** BEGIN **

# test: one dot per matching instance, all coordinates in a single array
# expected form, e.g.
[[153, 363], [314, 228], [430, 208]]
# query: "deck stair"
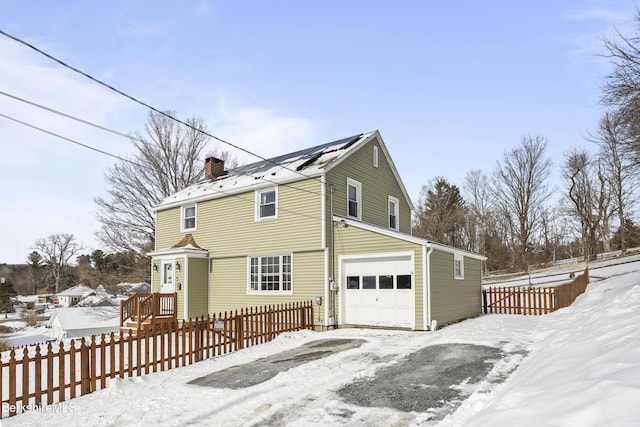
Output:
[[143, 311]]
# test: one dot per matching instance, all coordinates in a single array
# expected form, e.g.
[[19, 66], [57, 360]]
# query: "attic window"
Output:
[[188, 218], [393, 213], [354, 199], [266, 204]]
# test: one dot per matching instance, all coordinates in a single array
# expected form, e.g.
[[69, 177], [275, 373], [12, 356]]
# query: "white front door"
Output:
[[167, 278], [379, 291]]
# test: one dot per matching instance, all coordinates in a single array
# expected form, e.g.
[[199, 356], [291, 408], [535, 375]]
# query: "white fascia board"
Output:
[[407, 238], [191, 253], [364, 139], [218, 194]]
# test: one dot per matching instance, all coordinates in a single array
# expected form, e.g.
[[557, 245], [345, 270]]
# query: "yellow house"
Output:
[[331, 224]]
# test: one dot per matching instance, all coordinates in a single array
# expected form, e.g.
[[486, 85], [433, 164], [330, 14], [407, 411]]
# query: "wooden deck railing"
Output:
[[143, 306], [39, 376], [533, 300]]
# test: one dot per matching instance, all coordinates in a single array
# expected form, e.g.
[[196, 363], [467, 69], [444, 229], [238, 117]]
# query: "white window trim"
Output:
[[261, 292], [375, 156], [257, 207], [358, 186], [182, 217], [396, 213], [458, 258]]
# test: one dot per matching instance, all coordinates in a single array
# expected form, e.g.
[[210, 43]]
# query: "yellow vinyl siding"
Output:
[[377, 185], [226, 226], [168, 228], [229, 283], [454, 299], [352, 240]]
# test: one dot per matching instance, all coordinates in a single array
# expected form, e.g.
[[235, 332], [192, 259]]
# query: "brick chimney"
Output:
[[213, 168]]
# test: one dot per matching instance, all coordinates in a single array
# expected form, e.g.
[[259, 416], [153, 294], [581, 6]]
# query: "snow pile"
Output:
[[585, 372], [579, 366]]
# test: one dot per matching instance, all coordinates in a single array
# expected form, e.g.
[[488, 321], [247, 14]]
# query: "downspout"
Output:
[[185, 286], [426, 254], [332, 279]]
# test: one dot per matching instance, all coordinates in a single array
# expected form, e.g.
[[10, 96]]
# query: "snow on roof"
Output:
[[188, 242], [303, 163], [80, 290], [86, 317]]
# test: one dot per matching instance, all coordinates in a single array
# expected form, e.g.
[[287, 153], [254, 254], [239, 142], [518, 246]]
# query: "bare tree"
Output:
[[56, 251], [520, 192], [589, 195], [622, 90], [168, 158], [478, 197], [37, 271], [620, 173], [441, 215]]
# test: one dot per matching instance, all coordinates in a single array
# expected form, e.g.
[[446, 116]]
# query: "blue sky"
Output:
[[450, 86]]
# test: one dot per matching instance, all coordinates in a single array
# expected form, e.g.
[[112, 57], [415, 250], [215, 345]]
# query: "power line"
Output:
[[100, 82], [251, 200], [60, 113], [69, 139]]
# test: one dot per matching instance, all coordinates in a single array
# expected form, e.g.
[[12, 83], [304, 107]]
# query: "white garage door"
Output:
[[378, 291]]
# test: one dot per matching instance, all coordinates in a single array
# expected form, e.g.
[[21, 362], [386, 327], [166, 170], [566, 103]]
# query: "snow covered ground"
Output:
[[579, 366]]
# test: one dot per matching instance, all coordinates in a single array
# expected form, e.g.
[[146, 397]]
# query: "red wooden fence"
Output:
[[34, 377], [533, 300]]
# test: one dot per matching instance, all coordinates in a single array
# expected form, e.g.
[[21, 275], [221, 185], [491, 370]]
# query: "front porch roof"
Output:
[[187, 245]]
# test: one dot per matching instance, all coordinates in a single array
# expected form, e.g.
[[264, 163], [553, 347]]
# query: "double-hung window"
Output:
[[354, 199], [266, 204], [188, 218], [393, 213], [270, 274]]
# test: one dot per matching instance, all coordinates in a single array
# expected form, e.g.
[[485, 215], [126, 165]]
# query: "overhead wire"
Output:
[[122, 134], [163, 113], [48, 132], [150, 107]]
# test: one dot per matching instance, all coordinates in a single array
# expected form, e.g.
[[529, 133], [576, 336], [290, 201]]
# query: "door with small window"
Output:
[[167, 277]]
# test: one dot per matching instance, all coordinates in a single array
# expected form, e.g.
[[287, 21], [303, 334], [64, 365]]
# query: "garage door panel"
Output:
[[378, 301]]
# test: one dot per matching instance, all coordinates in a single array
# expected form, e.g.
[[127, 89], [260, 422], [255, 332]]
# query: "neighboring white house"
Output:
[[99, 298], [76, 322], [73, 295], [126, 288]]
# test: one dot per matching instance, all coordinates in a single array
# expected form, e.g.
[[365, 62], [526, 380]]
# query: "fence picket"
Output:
[[132, 354], [533, 300]]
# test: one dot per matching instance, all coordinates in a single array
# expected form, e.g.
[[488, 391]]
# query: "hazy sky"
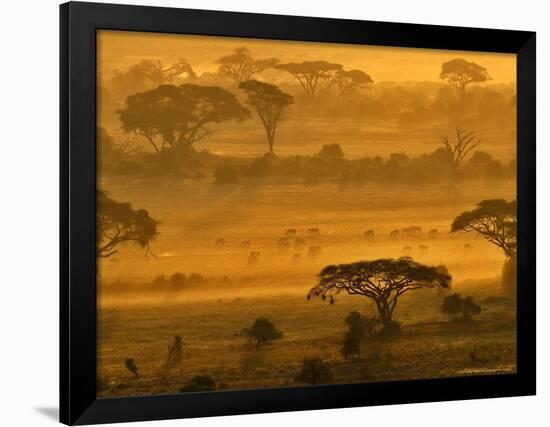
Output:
[[119, 49]]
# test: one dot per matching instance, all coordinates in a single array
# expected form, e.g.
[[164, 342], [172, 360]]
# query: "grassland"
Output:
[[430, 345]]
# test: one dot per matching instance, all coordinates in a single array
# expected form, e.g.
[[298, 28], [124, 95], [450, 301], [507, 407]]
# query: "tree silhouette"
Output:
[[461, 73], [495, 220], [262, 331], [382, 280], [179, 115], [349, 81], [269, 102], [466, 141], [151, 72], [240, 67], [118, 223], [310, 73]]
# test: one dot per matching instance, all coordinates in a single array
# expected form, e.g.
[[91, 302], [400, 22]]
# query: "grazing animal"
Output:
[[314, 251], [411, 232], [369, 235], [253, 258], [291, 232], [283, 244], [313, 232], [299, 243]]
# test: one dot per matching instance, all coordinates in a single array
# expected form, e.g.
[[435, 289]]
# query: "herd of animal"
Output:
[[291, 240]]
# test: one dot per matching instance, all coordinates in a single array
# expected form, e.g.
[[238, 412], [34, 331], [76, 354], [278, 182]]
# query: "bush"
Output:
[[175, 352], [459, 308], [315, 371], [391, 330], [261, 332], [226, 174], [199, 383], [131, 366]]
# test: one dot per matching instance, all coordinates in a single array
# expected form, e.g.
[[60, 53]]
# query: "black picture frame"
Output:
[[78, 25]]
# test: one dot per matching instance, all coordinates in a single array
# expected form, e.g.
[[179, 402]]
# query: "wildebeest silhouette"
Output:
[[283, 244], [291, 232], [412, 231], [314, 251], [299, 243], [394, 234], [253, 258], [313, 232]]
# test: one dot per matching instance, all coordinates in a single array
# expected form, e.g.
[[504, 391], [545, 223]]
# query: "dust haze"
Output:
[[275, 213]]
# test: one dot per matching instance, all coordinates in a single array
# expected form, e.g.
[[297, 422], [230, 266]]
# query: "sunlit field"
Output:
[[258, 227]]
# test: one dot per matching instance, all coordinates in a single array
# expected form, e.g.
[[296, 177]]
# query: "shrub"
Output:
[[199, 383], [391, 330], [459, 308], [131, 366], [315, 371], [177, 280], [175, 352], [226, 174], [262, 331]]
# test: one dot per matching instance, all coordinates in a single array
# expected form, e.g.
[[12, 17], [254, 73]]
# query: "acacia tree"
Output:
[[154, 72], [461, 73], [176, 117], [269, 102], [118, 223], [310, 73], [466, 141], [382, 280], [349, 81], [239, 66], [495, 220]]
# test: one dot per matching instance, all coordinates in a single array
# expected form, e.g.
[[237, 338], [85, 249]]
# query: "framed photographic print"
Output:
[[268, 213]]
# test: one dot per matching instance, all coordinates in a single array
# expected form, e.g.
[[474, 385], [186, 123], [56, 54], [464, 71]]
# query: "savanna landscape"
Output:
[[281, 214]]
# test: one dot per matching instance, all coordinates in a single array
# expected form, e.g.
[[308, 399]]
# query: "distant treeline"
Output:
[[329, 162]]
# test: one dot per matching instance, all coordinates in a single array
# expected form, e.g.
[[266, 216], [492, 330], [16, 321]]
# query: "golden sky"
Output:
[[119, 49]]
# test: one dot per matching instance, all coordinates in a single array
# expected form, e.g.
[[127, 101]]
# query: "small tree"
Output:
[[175, 352], [118, 223], [460, 308], [465, 142], [262, 331], [310, 73], [349, 81], [461, 73], [239, 66], [495, 220], [382, 280], [269, 102], [131, 366], [314, 371]]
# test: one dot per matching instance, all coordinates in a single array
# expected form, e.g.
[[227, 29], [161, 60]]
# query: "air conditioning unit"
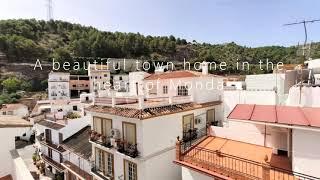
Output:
[[114, 137], [115, 134]]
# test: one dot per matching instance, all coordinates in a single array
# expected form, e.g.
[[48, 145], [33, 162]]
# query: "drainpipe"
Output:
[[141, 102]]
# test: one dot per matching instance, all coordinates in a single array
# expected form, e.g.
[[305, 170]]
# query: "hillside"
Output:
[[24, 40]]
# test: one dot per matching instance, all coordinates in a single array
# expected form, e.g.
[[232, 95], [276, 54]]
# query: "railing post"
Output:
[[178, 150], [265, 171]]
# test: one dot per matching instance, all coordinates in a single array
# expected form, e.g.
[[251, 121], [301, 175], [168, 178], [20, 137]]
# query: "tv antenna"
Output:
[[304, 22], [49, 10]]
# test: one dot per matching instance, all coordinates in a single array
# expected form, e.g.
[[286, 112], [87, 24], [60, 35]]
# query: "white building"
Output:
[[62, 120], [19, 110], [137, 140], [77, 159], [14, 167], [260, 142], [136, 83], [58, 85], [120, 82], [99, 77]]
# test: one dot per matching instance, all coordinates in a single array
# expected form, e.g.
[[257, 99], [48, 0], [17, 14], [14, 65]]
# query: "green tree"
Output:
[[11, 84]]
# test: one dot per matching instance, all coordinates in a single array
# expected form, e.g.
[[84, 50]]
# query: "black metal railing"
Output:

** END **

**Given exercise**
Please rename "query" to "label" in the material, starting at its beginning and ending with the line that contains "213], [458, 258]]", and return only those lines with nothing else changed. Leave the pictures out.

**Full response**
# test: one dot per matching instance, all coordinates in a single array
# expected form, e.g.
[[153, 363], [314, 228], [430, 208]]
# label: "deck stair"
Output:
[[143, 311]]
# test: one dot per matching instance, all coordinates in a single array
# expected form, e.g.
[[19, 66], [57, 360]]
# label: "attic window"
Output:
[[188, 218], [393, 213], [354, 199], [266, 204]]
# test: one dot per matching instance, all coordinates in a single array
# expected form, e.g.
[[69, 177], [275, 373], [12, 356]]
# label: "white front door"
Output:
[[167, 278], [379, 291]]
# test: one dot per matching instance, all coordinates in a single array
# expected form, e.g.
[[199, 356], [291, 408], [535, 375]]
# label: "white fascia board"
Output:
[[407, 238], [191, 253], [364, 139], [218, 194]]
# test: one dot per matching instance, all coordinates in a single array
# expected form, e.g.
[[557, 245], [345, 270]]
# label: "yellow house"
Output:
[[331, 224]]
# test: one dot per matching instance, all coordinates in a single array
# expected form, e.g.
[[486, 85], [433, 164], [330, 14], [407, 411]]
# label: "wooden deck railing"
Output:
[[143, 306], [39, 376], [533, 300]]
# test: one dot per matching instance, all coordinates in a single array
# expected form, e.g.
[[196, 363], [467, 69], [444, 229], [238, 117]]
# label: "white window trim"
Output:
[[261, 292], [375, 156], [257, 207], [358, 186], [182, 217], [396, 213], [458, 258]]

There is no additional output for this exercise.